# Compito
Nel brano, quale libro Fabrizio Cicchitto dice di raccomandare sempre?

# Brano
Il libro di Fabrizio Cicchitto a vent'anni da Mani pulite

Data: 2011-04-08

di Fabrizio Cicchitto - L'Italia è un paese anomalo e pericoloso per alcune ragioni di fondo . L'anomalia italiana secondo me è fatta di più componenti. Essa inizia con il ritardo con cui è stata fatta l'Unità nazionale. Poi siamo entrati con una operazione antidemocratica nella Prima Guerra Mondiale: mentre la maggioranza del Paese e delle forze politiche era contraria, vinse una minoranza rivoluzionaria e reazionaria che ci portò in guerra. L'anomalia prosegue subito dopo la Guerra, dal biennio rosso all'avvento del fascismo. Questo è un Paese che ha avuto vent'anni di dittatura fascista ed è un Paese che dopo aver fatto una terribile guerra civile, quella del '43-'45, terribile da entrambi i lati, sia dal lato dei comportamenti spesso esecrabili dei repubblichini di Salò una vicenda storico-politica da considerare organicamente negativa, ma terribile anche per quello che è successo dopo, come i libri di Giampaolo Pansa stanno a dimostrare. Il punto di fondo che rende il nostro un Paese anomalo e pericoloso, è costituito dal fatto che a noi sembra sempre di parlare di cronaca, perché la cronaca ci insegue, ma stiamo invece parlando della storia profonda di questo Paese, e che attiene alla storia della sinistra italiana e a una istituzione importante quale è la Magistratura.
Rileggendo e riguardando i documenti, si scopre, paradossalmente, che la classe dirigente togliattiana del PCI aveva in sé la tabe del legame organico con Stalin, ma era migliore di quella che l'ha seguita, quella berlingueriana, perché i primi avevano il senso preciso del limite in quanto glielo aveva dato lo stesso Stalin.
In un libro di cui raccomando sempre la lettura, quello di Aga Rossi e Zaslavsky (purtroppo morto recentemente) “Togliatti e Stalin”, emerge che se in Italia non c'è stata una seconda guerra civile dopo quella tra partigiani e repubblichini, se non c'è stata una sollevazione comunista, preparata accuratamente al nord da Longo e da Secchia sul modello titoista, se vi fu chi evitò quindi che la mattanza successiva al 25 Aprile e proseguita fino al '47, continuasse ulteriormente, e che tutto questo debordasse in una guerra civile, questo non fu tutto il gruppo dirigente del Partito Comunista Italiano, anche se personalmente Togliatti era il più favorevole a una via pacifica, ma fu sicuramente Giuseppe Stalin.

# Dati archiviati
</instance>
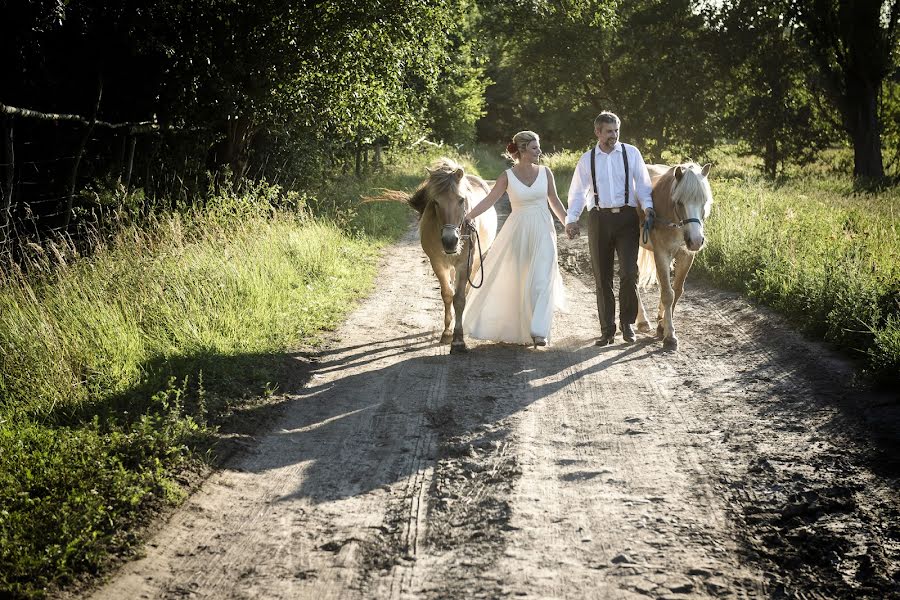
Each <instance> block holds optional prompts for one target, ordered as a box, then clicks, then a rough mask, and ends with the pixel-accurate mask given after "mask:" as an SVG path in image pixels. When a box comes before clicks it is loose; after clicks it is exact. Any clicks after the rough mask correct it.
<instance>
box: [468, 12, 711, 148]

# Soluzione
"Togliatti e Stalin", di Aga Rossi e Zaslavsky.